**Exercise task**
Please turn the data from the line with "Ground child's hand in the scene below." to the line with "[78,160,608,319]", both ends included, into a JSON list of strings with one string per line, leaving out blank lines.

**Data to use**
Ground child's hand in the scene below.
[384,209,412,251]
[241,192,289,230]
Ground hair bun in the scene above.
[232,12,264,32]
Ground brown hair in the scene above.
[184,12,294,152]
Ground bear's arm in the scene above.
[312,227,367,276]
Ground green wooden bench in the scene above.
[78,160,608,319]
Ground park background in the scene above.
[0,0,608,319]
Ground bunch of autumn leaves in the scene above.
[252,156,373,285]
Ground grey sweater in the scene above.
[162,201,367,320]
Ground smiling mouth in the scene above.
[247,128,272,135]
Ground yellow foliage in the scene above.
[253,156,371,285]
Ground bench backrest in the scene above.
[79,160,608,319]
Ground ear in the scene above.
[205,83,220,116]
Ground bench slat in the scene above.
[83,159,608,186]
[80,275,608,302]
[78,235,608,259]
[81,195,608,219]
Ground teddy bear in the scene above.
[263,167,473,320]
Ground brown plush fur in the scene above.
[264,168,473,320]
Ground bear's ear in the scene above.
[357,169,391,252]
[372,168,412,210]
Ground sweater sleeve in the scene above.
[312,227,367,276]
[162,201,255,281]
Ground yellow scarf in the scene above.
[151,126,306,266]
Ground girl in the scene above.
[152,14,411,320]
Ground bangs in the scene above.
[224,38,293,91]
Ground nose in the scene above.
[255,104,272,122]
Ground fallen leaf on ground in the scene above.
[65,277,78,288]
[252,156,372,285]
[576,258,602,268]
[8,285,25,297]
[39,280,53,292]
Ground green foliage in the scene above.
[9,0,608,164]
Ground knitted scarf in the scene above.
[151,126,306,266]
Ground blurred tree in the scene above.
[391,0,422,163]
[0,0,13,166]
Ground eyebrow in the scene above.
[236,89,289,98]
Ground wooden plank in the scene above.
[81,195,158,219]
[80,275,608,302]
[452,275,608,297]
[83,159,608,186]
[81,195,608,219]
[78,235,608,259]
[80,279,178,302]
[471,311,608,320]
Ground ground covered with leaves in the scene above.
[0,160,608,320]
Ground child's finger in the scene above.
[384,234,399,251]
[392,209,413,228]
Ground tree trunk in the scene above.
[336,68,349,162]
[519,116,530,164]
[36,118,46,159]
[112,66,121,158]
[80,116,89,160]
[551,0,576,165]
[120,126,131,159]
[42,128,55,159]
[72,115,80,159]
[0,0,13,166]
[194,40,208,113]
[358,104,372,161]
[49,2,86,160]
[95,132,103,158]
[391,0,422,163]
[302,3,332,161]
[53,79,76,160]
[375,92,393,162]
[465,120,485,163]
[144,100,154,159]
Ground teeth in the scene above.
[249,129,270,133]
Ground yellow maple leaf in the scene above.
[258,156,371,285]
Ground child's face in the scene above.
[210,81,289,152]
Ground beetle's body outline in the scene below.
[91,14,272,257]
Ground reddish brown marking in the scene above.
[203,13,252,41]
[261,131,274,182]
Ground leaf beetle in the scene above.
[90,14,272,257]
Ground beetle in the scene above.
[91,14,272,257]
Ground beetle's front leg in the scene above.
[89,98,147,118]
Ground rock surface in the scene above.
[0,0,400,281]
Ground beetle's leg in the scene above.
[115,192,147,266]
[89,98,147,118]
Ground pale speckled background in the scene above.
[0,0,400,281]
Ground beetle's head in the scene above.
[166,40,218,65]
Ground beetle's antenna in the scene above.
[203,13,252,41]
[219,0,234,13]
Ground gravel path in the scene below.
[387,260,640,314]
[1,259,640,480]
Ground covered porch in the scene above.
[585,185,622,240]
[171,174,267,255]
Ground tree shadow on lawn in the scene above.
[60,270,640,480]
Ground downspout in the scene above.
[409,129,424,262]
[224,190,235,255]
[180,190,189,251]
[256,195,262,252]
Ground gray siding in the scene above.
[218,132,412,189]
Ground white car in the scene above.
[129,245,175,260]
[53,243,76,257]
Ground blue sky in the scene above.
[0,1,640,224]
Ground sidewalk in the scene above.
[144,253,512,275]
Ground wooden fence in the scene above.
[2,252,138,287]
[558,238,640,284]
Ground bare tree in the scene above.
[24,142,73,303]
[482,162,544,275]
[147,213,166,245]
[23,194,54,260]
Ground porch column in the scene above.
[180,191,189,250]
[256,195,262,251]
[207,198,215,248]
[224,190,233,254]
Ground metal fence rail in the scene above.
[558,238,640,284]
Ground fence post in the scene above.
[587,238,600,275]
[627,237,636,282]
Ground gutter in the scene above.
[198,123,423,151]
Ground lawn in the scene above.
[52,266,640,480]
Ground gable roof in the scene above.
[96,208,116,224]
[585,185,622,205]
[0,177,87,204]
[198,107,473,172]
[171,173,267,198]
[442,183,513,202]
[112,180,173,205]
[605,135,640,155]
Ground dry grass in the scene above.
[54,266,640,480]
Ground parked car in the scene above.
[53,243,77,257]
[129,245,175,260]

==

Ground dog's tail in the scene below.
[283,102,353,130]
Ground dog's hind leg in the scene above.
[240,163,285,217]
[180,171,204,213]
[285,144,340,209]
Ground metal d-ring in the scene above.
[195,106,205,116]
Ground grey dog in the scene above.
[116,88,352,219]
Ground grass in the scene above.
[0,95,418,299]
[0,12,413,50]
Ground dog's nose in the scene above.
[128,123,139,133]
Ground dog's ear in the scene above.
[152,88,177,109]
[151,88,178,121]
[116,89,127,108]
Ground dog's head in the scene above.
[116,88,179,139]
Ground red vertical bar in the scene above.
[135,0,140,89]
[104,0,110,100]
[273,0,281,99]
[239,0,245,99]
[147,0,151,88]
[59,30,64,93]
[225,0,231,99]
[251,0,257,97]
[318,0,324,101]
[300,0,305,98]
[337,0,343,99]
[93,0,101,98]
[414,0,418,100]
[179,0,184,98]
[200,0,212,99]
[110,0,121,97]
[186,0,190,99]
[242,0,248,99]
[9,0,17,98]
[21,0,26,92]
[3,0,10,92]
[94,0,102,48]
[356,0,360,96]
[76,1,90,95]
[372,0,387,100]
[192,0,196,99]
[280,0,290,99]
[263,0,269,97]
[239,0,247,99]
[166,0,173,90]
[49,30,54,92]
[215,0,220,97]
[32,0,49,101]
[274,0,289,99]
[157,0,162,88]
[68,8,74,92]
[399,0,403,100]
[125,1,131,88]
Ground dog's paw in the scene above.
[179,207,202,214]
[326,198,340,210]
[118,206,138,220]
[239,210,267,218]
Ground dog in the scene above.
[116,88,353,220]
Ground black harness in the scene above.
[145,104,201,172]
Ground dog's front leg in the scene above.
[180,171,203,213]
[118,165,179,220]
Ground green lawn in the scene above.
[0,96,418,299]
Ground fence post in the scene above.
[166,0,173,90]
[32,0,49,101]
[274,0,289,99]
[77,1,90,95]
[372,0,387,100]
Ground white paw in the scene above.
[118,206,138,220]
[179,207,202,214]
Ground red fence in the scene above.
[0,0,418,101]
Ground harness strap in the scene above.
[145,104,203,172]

**Task answer**
[
  "Ground child's hand in the scene below.",
  "[384,209,412,251]",
  "[241,192,289,230]",
  "Ground hair bun in the scene above.",
  "[232,12,264,32]",
  "Ground brown hair in the scene above.",
  "[184,12,294,152]",
  "Ground bear's arm in the scene above.",
  "[312,227,367,276]",
  "Ground green wooden bench in the scene above.",
  "[78,160,608,319]"
]